**Consignes:**
1. Recopiez le passage du texte sur le Liban situé entre "Liban mosaïque de" et "cessé de chanter.", ces deux extraits compris.
2. D'après le texte sur le Liban, quel est le titre du livre qui ouvre ce pays au lecteur ?
3. Poursuivez le texte sur le Liban à la suite de sa dernière phrase.

**Texte:**
───
Liban mosaïque de confessions et croyances.
Liban rattrapé par une haine collante, prédatrice.
Liban si beau de ce kaléidoscope de fois n’a pas droit à cette tolérance.
N’a plus le droit et se soumet car la tolérance est dangereuse.
La tolérance devient un extrémisme.
Le monde est sens dessus dessous.
Les images normales qui collent à la peau une fois la lecture achevée, de ces rues bombardées, de cet appartement troué en son plein milieu, de ces chants d’armes lancinants, les mitraillettes qui bercent et les bombes qui endorment, au loin. Comme les chants d’oiseau en été annoncent les heures du jour et rythme la vie. C’est ainsi que peut apparaître au lecteur le pays qui nous est ouvert dans Le jour où Nina Simone a cessé de chanter.
On connaît le Liban indirectement, trop peu, comme un acteur secondaire, un deuxième violon. Il prend ici toute son ampleur dans son Histoire retracée à travers les yeux, non pas les yeux ! Que dis-je ! À revers le corps tout entier de l’héroïne, son corps de fille puis de femme. La sensorialité est au coeur de ce récit et les yeux et leur intellectualité ne suffisent sûrement pas à le décrire. Darina grandit avec les bombes. Elle ne fait pas que les regarder et témoigner. Bien sûr que sa parole à valeur de témoignage et que le lecteur l’entend ainsi. Mais elle nous fait sentir ce pays et le tourbillon dans lequel il roule et danse. La guerre devient avec les mots de Darina un art de vivre, presque une addiction, une adrénaline permanente, jouissive au final pour ne pas en crever. La guerre semble comme un cocon, un étrange nid où la jeune femme trouve sa place. Elle y trouve aussi la beauté, la poésie. Et l’on écarquille les yeux parce qu’on ne peut pas comprendre si l’on n’a pas connu la guerre. On se contente d’assister au monde la tête en bas. L’absurde finit par poindre.
───
**Liste des entrées:**
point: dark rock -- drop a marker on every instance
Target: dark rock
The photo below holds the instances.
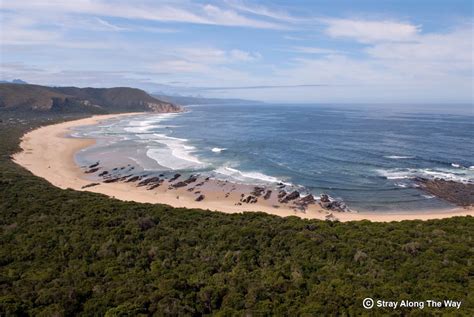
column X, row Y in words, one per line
column 461, row 194
column 325, row 198
column 179, row 184
column 112, row 180
column 148, row 181
column 307, row 200
column 335, row 205
column 267, row 195
column 295, row 194
column 90, row 185
column 175, row 177
column 258, row 191
column 133, row 179
column 154, row 186
column 249, row 199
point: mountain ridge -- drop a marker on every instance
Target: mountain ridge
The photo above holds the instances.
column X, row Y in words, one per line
column 27, row 97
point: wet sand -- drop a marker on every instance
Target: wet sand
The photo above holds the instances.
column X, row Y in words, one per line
column 49, row 153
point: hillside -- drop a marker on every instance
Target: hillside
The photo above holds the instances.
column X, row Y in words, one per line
column 70, row 253
column 82, row 100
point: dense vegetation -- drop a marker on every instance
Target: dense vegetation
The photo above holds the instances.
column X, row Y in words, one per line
column 75, row 253
column 24, row 97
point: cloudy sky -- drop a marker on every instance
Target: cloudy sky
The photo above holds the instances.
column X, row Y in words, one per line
column 303, row 51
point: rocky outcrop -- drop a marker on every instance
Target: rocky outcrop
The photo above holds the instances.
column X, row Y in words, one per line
column 80, row 100
column 332, row 204
column 292, row 196
column 461, row 194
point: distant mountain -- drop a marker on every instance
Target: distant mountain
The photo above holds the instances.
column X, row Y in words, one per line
column 14, row 81
column 73, row 99
column 190, row 100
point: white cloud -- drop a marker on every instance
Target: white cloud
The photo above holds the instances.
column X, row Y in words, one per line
column 263, row 11
column 142, row 10
column 370, row 31
column 313, row 50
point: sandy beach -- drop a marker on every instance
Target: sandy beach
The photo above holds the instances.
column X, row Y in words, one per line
column 48, row 152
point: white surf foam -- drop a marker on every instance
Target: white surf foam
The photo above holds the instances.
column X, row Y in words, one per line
column 463, row 176
column 398, row 157
column 175, row 155
column 246, row 176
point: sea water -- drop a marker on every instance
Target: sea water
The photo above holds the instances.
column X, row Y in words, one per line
column 366, row 155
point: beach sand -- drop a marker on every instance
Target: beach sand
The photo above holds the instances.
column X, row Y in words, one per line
column 48, row 152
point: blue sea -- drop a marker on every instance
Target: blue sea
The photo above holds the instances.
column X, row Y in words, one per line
column 366, row 155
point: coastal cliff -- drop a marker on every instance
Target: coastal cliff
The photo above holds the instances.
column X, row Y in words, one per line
column 24, row 97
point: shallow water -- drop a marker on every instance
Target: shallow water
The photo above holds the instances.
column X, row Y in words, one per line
column 365, row 155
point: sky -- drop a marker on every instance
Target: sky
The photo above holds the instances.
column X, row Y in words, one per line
column 334, row 51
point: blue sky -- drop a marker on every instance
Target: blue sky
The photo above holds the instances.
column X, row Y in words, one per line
column 303, row 51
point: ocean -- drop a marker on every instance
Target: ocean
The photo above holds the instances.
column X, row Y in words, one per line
column 366, row 155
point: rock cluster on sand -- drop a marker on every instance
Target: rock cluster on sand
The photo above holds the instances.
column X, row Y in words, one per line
───
**Réponses:**
1.
Liban mosaïque de confessions et croyances.
Liban rattrapé par une haine collante, prédatrice.
Liban si beau de ce kaléidoscope de fois n’a pas droit à cette tolérance.
N’a plus le droit et se soumet car la tolérance est dangereuse.
La tolérance devient un extrémisme.
Le monde est sens dessus dessous.
Les images normales qui collent à la peau une fois la lecture achevée, de ces rues bombardées, de cet appartement troué en son plein milieu, de ces chants d’armes lancinants, les mitraillettes qui bercent et les bombes qui endorment, au loin. Comme les chants d’oiseau en été annoncent les heures du jour et rythme la vie. C’est ainsi que peut apparaître au lecteur le pays qui nous est ouvert dans Le jour où Nina Simone a cessé de chanter.

2. Le jour où Nina Simone a cessé de chanter.

3.
La tolérance est un extrémisme et la liberté d’une femme est une folie. On ne peut plus que fuir et c’est encore le plus courageux. L’on mesure comme la folie n’est qu’affaire d’interprétation sociale et éducation, parfois. Quand le réel partagé reste le même, que le délire n’est pas de mise, l’individu à enfermer ne fait que dépasser une limite arbitraire. Il en va de même dans chaque société mais on ne le perçoit que dans les autres que la sienne propre. La société et sa culture ont raison de nous le plus souvent. Pas de Darina qui ne se plie à aucun diktat et reste fidèle à son père féministe.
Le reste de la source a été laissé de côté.